━━━━━ Entries supplied

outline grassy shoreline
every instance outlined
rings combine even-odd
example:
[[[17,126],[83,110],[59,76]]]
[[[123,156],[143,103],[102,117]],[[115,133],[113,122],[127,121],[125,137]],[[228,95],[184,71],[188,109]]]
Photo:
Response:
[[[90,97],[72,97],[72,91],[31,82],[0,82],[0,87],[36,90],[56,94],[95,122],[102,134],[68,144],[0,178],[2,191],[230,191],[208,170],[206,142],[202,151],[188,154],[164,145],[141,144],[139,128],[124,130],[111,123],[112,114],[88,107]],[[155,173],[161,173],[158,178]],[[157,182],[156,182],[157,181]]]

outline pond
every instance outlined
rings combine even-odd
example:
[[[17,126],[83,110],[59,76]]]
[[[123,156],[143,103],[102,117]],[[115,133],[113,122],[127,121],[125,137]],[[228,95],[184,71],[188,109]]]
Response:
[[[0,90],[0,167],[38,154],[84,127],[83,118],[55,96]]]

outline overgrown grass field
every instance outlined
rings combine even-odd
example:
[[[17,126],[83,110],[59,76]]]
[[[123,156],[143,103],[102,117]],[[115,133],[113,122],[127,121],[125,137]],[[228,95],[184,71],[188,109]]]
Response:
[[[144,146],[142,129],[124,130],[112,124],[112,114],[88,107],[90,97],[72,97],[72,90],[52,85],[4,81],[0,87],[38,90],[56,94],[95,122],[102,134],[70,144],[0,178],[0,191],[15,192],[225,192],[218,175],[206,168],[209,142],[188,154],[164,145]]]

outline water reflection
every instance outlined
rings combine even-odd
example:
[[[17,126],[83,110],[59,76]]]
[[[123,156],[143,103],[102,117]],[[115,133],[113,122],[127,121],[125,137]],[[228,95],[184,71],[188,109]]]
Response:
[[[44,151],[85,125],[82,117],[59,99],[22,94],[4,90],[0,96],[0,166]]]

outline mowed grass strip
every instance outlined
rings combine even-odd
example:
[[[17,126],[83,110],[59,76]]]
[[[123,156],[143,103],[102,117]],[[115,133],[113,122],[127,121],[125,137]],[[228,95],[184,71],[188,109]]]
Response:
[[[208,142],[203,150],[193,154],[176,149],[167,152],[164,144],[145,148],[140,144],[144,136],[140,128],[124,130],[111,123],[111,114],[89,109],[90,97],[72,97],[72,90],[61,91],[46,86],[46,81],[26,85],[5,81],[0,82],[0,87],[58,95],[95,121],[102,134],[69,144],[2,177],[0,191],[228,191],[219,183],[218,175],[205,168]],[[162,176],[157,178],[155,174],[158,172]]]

━━━━━━━━━━

Brief:
Reproduce the material verbatim, starting at its first line and ending with the line that contains "[[[0,90],[0,167],[38,154],[84,127],[83,118],[55,96]]]", including that line.

Complete output:
outline grassy shoreline
every instance outlined
rings combine even-odd
example:
[[[17,126],[83,110],[59,76]]]
[[[123,156],[143,103],[102,117]],[[115,133],[113,122],[127,121],[125,137]],[[228,95],[184,71],[188,109]]]
Photo:
Response:
[[[90,97],[72,97],[72,91],[31,82],[0,82],[0,87],[36,90],[56,94],[95,122],[102,134],[68,144],[0,178],[2,191],[230,191],[208,170],[206,142],[202,151],[188,154],[164,145],[141,144],[139,128],[124,130],[111,123],[112,114],[88,107]],[[155,173],[161,173],[158,178]],[[157,182],[156,182],[157,181]]]

outline pond
every instance outlined
rings combine even-odd
example:
[[[17,126],[83,110],[59,76]]]
[[[123,156],[143,103],[102,117]],[[115,133],[113,122],[127,121],[125,137]],[[228,95],[184,71],[188,109]]]
Response:
[[[0,90],[0,167],[38,154],[84,127],[83,118],[55,96]]]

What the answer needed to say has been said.